--- Directions for this task ---
Collect every line of the data below that contains the word "vehicle", copying each line in full.
::: Excerpted records
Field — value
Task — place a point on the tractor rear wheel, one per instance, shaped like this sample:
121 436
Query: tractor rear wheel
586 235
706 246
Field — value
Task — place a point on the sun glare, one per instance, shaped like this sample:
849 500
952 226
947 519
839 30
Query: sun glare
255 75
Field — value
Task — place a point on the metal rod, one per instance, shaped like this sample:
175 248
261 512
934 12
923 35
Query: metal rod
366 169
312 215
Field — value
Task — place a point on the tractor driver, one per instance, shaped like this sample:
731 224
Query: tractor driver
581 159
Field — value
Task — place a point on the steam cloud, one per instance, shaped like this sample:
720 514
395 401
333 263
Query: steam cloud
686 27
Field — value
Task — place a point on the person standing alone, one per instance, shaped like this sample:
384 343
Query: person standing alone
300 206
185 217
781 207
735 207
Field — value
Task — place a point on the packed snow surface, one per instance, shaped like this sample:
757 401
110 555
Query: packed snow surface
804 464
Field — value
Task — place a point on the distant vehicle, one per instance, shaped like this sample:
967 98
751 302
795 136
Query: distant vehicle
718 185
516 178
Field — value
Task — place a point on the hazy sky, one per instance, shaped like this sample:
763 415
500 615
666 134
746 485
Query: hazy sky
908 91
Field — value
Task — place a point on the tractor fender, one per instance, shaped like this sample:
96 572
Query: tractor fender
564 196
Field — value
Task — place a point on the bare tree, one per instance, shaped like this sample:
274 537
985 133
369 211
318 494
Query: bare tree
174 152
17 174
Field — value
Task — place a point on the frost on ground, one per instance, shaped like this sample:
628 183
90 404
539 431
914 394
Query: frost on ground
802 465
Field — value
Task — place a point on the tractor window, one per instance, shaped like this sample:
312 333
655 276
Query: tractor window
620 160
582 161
::::::
::: Excerpted records
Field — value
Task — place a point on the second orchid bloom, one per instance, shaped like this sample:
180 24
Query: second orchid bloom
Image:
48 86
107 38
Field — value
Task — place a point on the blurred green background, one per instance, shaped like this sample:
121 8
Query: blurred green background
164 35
::::::
::: Excerpted records
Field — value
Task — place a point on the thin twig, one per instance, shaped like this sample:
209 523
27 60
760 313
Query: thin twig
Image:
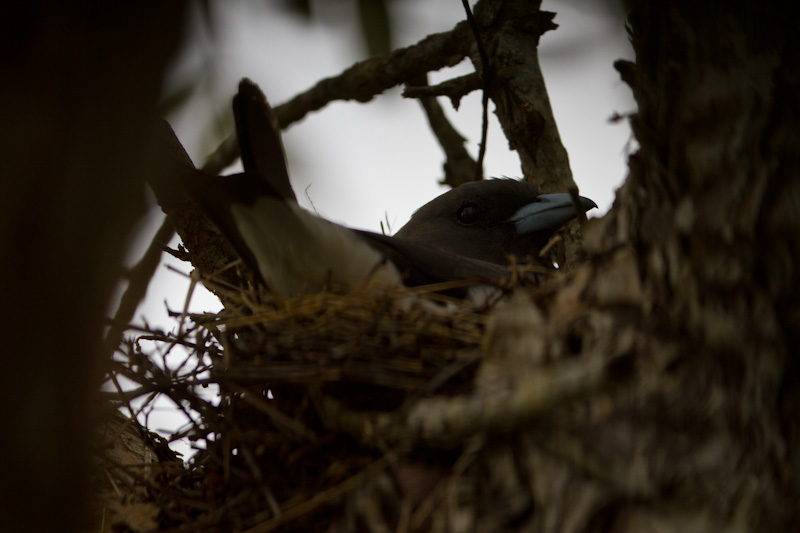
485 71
::::::
--- Output ---
Task — place a point on the distant vehicle, one per instance, shaped like this sample:
Query: distant vehicle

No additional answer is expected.